■ WHAT IS EXPECTED
Copy the listing below line for line, leaving out the pictures.
— START OF GIVEN RECORDS —
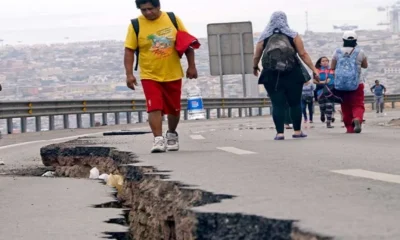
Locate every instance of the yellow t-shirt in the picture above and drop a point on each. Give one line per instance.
(158, 59)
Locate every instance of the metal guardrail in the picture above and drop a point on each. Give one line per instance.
(25, 109)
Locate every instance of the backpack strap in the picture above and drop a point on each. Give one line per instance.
(355, 52)
(171, 16)
(135, 25)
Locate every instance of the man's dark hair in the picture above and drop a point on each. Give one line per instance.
(155, 3)
(318, 63)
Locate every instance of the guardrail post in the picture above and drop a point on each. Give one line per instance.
(38, 123)
(23, 124)
(79, 120)
(250, 112)
(208, 113)
(140, 117)
(66, 121)
(10, 126)
(51, 123)
(92, 119)
(128, 117)
(117, 118)
(105, 119)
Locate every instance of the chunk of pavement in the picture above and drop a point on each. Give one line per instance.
(48, 174)
(94, 173)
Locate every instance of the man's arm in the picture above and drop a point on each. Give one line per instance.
(190, 57)
(258, 54)
(190, 51)
(364, 63)
(130, 46)
(129, 59)
(372, 89)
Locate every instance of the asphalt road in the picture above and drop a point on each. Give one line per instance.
(336, 184)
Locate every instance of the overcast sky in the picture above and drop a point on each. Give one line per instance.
(47, 14)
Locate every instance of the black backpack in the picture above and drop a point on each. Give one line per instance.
(135, 24)
(279, 55)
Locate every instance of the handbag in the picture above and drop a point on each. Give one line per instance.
(328, 92)
(306, 75)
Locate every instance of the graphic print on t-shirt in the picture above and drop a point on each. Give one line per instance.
(162, 42)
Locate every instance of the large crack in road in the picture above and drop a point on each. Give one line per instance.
(156, 209)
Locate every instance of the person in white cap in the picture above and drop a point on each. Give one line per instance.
(347, 62)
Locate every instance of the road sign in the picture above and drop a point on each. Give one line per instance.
(231, 49)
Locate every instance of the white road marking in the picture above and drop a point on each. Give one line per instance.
(197, 132)
(47, 140)
(61, 139)
(385, 177)
(234, 150)
(197, 137)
— END OF GIVEN RECORDS —
■ THE RESPONSE
Locate every instance of the yellow t-shirt in the picture above and drop a point on each. Give one line per instance.
(158, 59)
Locate every instance of the metal guardrail in the picture above and drop a point on each. Give one line per instance.
(25, 109)
Locate every instance of the backpack strap in the picture above and drop a point on each. Give one line per instance.
(355, 52)
(171, 16)
(135, 25)
Locate every instance of the man's dark hair in the picture above and drop a point on each. Give one line per instance.
(155, 3)
(318, 63)
Locate every instance of the guardrail post in the picture above and drop a point on each. Give one line per instance.
(38, 123)
(23, 124)
(79, 120)
(250, 112)
(208, 113)
(140, 117)
(66, 121)
(10, 126)
(51, 123)
(92, 119)
(128, 117)
(117, 118)
(105, 119)
Locate every instance of the chunk of pavement in the picture above and drop a point on each. Give one line per instance.
(48, 174)
(94, 173)
Locate every instance of the man's arm in the picture above and drop a point on each. Give one line per instance.
(190, 57)
(258, 54)
(190, 51)
(364, 63)
(130, 46)
(129, 59)
(372, 89)
Locate every instance of the asphalt road in the picture above and drop a point on each. Give one line per instance.
(336, 184)
Locate every instance of the overcast sky in the picture above and drop a point on each. Give one line per instance.
(47, 14)
Locate every instance of the black backpack in the picture above and drop a point on each. Give one line per instance.
(135, 24)
(279, 55)
Locate every instance of the handbag in the picture above and drop a point on each. Give one line per instance.
(328, 92)
(306, 75)
Locate every instance of the graphic print on t-shirt in the picture above and drop a point on each. Give one line per instance.
(162, 42)
Locate every instance of the large crack in road in the picture above and drop a point on each. Give one line per instance.
(156, 209)
Locate every instance of the person in white cap in the picture above and drop a point on each. Give one line per instance.
(347, 62)
Locate every instance of the road sign in the picture above and drop a point on each. Give one line per instance.
(231, 49)
Locate every instance of the white road marking in the picture above and drop a point on each. Give one line per instance.
(197, 132)
(47, 140)
(61, 139)
(385, 177)
(234, 150)
(197, 137)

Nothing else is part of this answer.